▶ **OBJECTIVE**
Render the listing below as a Markdown table with the columns Row and Line. Number each line in Row, put its text in Line, and leave out any blank lines.
* START *
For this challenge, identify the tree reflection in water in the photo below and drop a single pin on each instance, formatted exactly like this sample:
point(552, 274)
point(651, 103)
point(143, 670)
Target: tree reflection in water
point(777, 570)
* END *
▶ **THE REPLY**
| Row | Line |
|---|---|
| 1 | For this challenge, identify the tree reflection in water in the photo below and drop a single pin on each instance, formatted exactly like this sample: |
| 2 | point(552, 274) |
| 3 | point(651, 103) |
| 4 | point(143, 670) |
| 5 | Target: tree reflection in water |
| 6 | point(777, 570) |